# [TAREFA 1]
Pode transcrever, sem nenhuma alteração, o trecho do artigo sobre o uso indevido da palavra "quântica" que vai de "Se não temos" até "palavras, como design."?
# [TAREFA 2]
Como seguiria o artigo sobre o uso indevido da palavra "quântica" depois do ponto em que termina? Escreva a continuação.

# [TRECHO DO DOCUMENTO]
+ + + + +

Opinião

Bobagem quântica

A partir dos anos 60-70, começou uma história de "cura quântica", "psicologia quântica", "espiritualidade quântica". Nem mesmo os deturpadores dessa área do conhecimento sabem explicar direito o que querem dizer

Meditação -  (crédito: Jared Rice/Unsplash)
Meditação - (crédito: Jared Rice/Unsplash)

 Houve um tempo em que design significava apenas o que ele realmente é: o processo de elaboração de objetos, sistemas ou outros produtos. Um dia, descobriram — e corromperam — a palavra. Tudo virou design. No salão de beleza, agora só há nail designers, designers de sobrancelha, hair designers. A apropriação indébita do termo chegou à cozinha: inventaram um tal de food design, o que, na minha época, se chamava fazer o prato. 

Assim é com "quântica", ramo da física que estuda objetos menores que o átomo. Desenvolvida a partir de estudos dos alemães Max Planck e Albert Einstein, a mecânica quântica fala de um mundo não só invisível, mas difícil de se imaginar. Nesse estranho universo, um objeto pode ocupar dois lugares ao mesmo tempo, apresentar-se em estados diferentes; isso sem falar nas propriedades "espelhadas" em partículas distantes. 

A natureza é estranha, e temos de aceitar isso, disse o físico norte-americano Richard Feynman: "Espero que você possa aceitar a Natureza como ela é — absurda". (É dele também a piada: "Se você acha que entendeu a mecânica quântica, é porque não entendeu nada).

Se não temos a obrigação de conversar sobre física quântica como se fosse algo tão óbvio quanto a forma redonda da Terra, podemos, porém, dizer, com certeza, o que a mecânica quântica não é. E aqui voltamos à apropriação indébita de palavras, como design.

+ + + + +

(Itens armazenados)
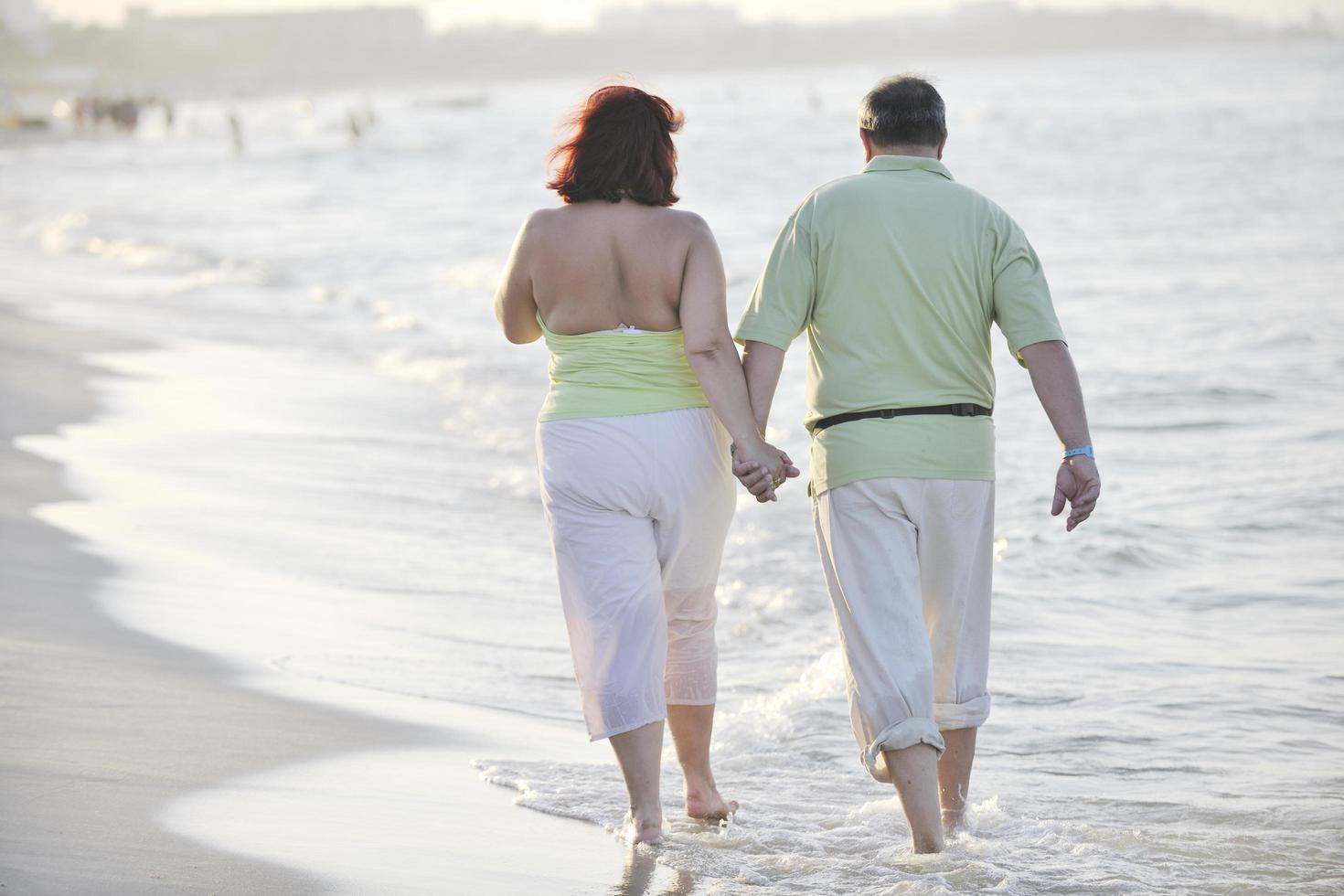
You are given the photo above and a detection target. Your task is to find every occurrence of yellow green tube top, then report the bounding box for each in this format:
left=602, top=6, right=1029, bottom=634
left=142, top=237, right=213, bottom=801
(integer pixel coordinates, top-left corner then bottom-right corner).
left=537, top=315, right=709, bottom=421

+ + + + +

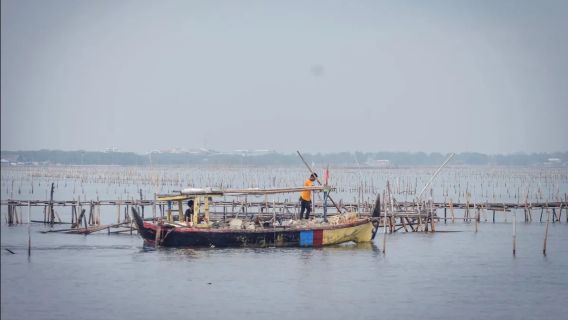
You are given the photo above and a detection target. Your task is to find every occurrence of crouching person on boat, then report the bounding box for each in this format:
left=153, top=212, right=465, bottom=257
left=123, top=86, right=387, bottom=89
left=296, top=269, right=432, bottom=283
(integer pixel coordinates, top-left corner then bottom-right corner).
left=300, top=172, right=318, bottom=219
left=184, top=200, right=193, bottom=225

+ + + + +

# [RESULTADO DA TAREFA 1]
Se não temos a obrigação de conversar sobre física quântica como se fosse algo tão óbvio quanto a forma redonda da Terra, podemos, porém, dizer, com certeza, o que a mecânica quântica não é. E aqui voltamos à apropriação indébita de palavras, como design.

# [RESULTADO DA TAREFA 2]
Especialmente a partir dos anos 1960-1970, auge da Nova Era, começou uma história de "cura quântica", "psicologia quântica", "espiritualidade quântica", "vibração quântica". Nem mesmo os deturpadores dessa área do conhecimento sabem explicar direito o que querem dizer, mas um chegou ao absurdo de definir em um livro: "A ciência quântica revela a interface entre espírito e matéria, apontando para a verdadeira espiritualidade". 

Se o princípio da fé é justamente crer sem necessidade de provas, por que tentar se apropriar de uma teoria da física para "comprovar" conceitos que não são foco dessa disciplina". 

Uma das partes mais fáceis (talvez a única) da mecânica quântica, porém, é o conhecimento de que as propriedades das partículas subatômicas só são verdadeiras quando interagem apenas entre elas. Então, mesmo que existisse um "óleo quântico", ele não agiria sobre um tumor. É como em Las Vegas: o que acontece no mundo quântico fica no mundo quântico.

A espiritualidade deve ser respeitada, e a ciência, também. São campos distintos e, por isso mesmo, sequer rivalizam, como muitos querem. A mecânica quântica jamais vai (e nem quer) explicar estados de alteração da consciência, sensação da presença de um ser superior, clarividências. Não porque essas experiências não existam, mas porque não é da competência da física prová-las ou rechaçá-las.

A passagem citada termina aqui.